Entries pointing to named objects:
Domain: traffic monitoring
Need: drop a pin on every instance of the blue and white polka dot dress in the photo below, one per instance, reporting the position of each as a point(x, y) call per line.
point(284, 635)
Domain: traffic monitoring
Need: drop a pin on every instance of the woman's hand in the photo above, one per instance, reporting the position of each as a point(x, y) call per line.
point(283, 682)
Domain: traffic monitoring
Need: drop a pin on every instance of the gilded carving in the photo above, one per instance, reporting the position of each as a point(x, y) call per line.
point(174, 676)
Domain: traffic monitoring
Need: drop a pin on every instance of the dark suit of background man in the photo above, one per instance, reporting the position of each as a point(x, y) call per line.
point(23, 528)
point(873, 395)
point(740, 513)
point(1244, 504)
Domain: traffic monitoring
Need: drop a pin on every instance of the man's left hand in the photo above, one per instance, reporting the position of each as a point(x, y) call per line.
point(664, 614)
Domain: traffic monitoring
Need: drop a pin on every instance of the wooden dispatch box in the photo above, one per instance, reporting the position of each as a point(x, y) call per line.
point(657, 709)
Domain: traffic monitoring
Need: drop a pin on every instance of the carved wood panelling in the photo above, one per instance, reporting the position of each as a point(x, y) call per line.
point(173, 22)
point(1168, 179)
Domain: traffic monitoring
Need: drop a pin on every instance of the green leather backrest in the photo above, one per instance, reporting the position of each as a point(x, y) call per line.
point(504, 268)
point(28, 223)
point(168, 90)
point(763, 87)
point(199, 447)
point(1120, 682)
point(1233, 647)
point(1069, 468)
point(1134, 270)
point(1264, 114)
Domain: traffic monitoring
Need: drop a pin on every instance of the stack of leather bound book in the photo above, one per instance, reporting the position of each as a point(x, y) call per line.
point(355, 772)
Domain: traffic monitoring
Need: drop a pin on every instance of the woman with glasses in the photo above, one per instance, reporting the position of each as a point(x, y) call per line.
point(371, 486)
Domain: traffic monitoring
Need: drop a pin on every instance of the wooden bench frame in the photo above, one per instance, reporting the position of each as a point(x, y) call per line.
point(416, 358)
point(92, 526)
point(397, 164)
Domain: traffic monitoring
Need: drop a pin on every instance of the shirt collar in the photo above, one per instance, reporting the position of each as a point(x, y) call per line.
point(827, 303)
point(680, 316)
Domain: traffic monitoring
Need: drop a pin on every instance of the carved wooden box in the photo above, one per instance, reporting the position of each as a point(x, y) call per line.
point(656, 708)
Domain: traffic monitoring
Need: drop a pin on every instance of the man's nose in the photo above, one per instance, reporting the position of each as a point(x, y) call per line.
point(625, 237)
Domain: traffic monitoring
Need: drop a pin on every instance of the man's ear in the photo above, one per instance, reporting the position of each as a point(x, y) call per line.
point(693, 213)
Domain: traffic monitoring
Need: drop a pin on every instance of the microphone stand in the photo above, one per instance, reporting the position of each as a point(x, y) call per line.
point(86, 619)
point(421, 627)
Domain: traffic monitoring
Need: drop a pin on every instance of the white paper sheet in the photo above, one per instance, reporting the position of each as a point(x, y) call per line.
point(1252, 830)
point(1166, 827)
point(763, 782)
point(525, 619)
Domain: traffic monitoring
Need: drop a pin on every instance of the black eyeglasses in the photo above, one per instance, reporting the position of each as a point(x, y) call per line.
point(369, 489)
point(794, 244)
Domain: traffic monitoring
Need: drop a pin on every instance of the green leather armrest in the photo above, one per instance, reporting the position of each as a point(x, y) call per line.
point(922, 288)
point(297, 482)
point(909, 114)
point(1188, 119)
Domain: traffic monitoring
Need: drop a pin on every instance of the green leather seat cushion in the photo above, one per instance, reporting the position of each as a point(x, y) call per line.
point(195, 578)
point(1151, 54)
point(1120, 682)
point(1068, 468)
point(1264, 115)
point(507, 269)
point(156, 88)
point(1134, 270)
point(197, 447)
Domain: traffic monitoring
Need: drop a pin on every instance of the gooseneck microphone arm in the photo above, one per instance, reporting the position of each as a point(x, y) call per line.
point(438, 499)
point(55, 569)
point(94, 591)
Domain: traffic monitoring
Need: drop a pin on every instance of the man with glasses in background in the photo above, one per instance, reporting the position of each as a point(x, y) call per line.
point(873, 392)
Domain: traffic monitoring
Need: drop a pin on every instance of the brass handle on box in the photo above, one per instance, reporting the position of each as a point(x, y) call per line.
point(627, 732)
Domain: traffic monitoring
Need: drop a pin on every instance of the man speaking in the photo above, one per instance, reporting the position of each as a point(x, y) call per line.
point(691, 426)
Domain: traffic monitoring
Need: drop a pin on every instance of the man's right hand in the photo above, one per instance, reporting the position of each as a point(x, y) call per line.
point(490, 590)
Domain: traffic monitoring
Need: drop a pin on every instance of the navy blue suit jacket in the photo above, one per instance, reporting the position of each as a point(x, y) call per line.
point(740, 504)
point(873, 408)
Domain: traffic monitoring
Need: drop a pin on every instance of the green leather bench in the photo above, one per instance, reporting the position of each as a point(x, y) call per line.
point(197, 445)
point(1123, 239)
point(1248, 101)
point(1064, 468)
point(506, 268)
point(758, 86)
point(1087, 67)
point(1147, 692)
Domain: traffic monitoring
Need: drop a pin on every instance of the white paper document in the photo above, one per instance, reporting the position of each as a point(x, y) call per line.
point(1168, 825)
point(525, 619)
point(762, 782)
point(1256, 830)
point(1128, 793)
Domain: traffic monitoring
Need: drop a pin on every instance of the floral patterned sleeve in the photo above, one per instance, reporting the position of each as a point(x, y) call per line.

[The exercise] Write out again every line from the start through the line with "point(283, 682)", both ends included and the requests kept. Scale each coordinate in the answers by 2.15, rounding to whole numbers with halves going up.

[Worked solution]
Domain: traffic monitoring
Need: drop a pin on every instance of the blue and white polka dot dress in the photo below, one per instance, reporting the position of each as a point(x, y) call per line.
point(611, 1365)
Domain: traffic monitoring
Need: drop a pin on every instance of the woman's hand in the photo above, one per instance, reporting the position of each as a point(x, y) call per line.
point(608, 1466)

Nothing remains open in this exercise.